Ao longo dos anos, além dos Cadernos Negros, o grupo tem publicado variadas obras, como Reflexões sobre a literatura afro-brasileira (ensaios), Gostando mais de nós mesmos (em parceria com o Instituto AMMA Psique e Negritude), obras infantis, como Orukomi: meu nome (de Esmeralda Ribeiro), biografias, antologia literária e duas edições em inglês dos Cadernos Negros, bem como organizou o videodocumentário Bailes. Também faz parte da atuação do Quilombhoje a estruturação de rodas de poema e do Sarau Afro Mix (idealizado em 2002 por Ribeiro, o projeto busca dialogar com o público, incentivando a participação de leitores e autores comuns, trazendo à cena, além do texto poético, música, dança e minipalestras).

Para se sustentar financeiramente, o grupo conta com recursos próprios, não tendo apoio governamental, patrocínio privado ou subsídio de ONGs, excetuando o auxílio financeiro para projetos pontuais. Os recursos advêm de seus colaboradores e das vendas de suas publicações em sua livraria virtual e em livrarias parceiras em algumas cidades brasileiras e da venda de obras de editoras parceiras na loja virtual do Quilombhoje.
- - - -
TAREFAS:
**a)** Com base no texto fornecido, explique em até três frases de que maneira o Sarau Afro Mix procura dialogar com o público.
**b)** Segundo o texto fornecido, em que ano o Sarau Afro Mix foi idealizado?
**c)** Transcreva do texto fornecido o trecho que se inicia em "Para se sustentar" e segue até "virtual do Quilombhoje.", inclusive.

MATERIAL:
- - - -
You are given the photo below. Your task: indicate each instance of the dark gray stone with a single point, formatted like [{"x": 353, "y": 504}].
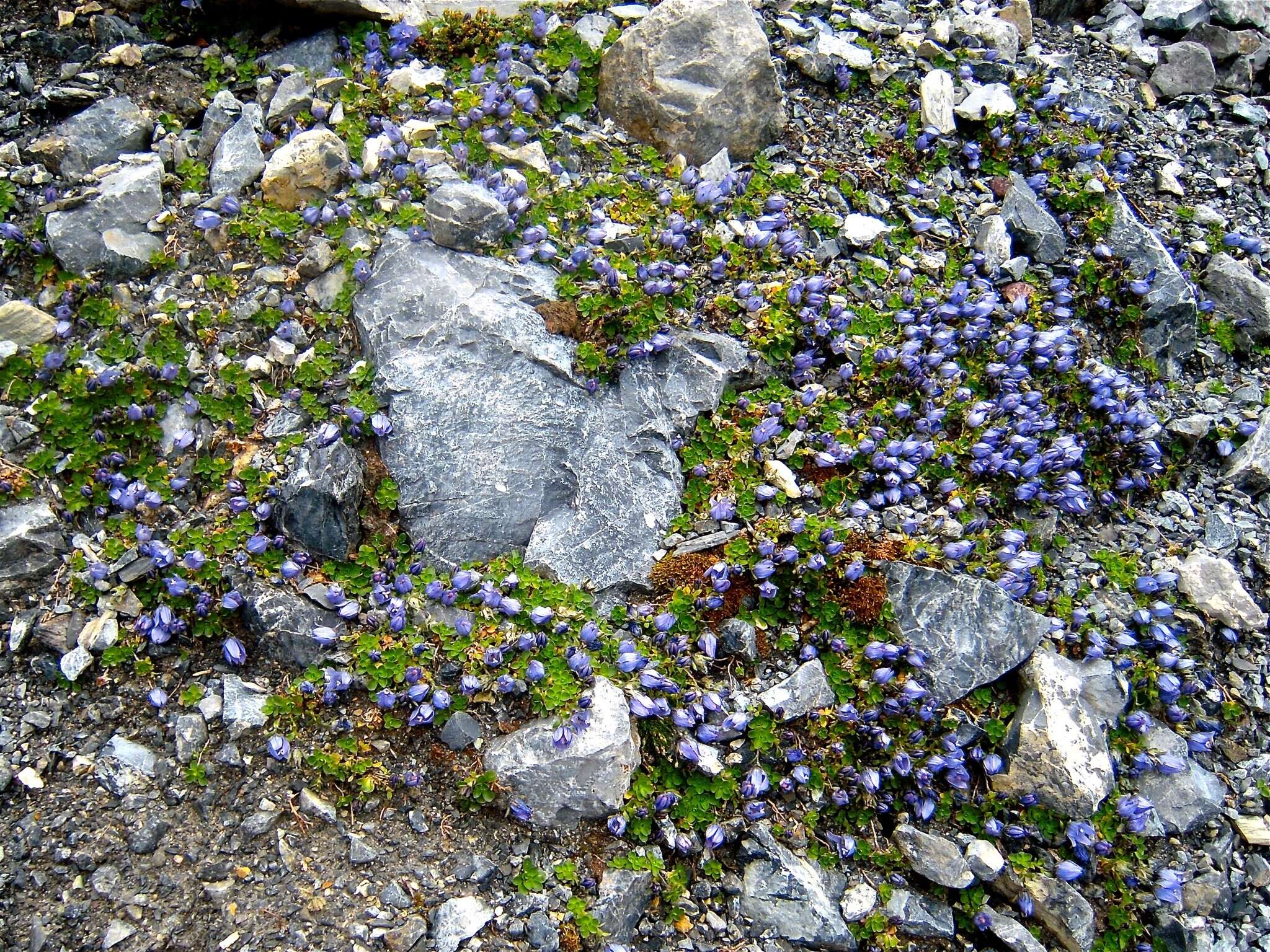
- - - -
PROBLEMAS RESOLVIDOS:
**a)** O Sarau Afro Mix procura dialogar com o público incentivando a participação de leitores e autores comuns. Além do texto poético, o projeto leva à cena música, dança e minipalestras.

**b)** Em 2002.

**c)**
Para se sustentar financeiramente, o grupo conta com recursos próprios, não tendo apoio governamental, patrocínio privado ou subsídio de ONGs, excetuando o auxílio financeiro para projetos pontuais. Os recursos advêm de seus colaboradores e das vendas de suas publicações em sua livraria virtual e em livrarias parceiras em algumas cidades brasileiras e da venda de obras de editoras parceiras na loja virtual do Quilombhoje.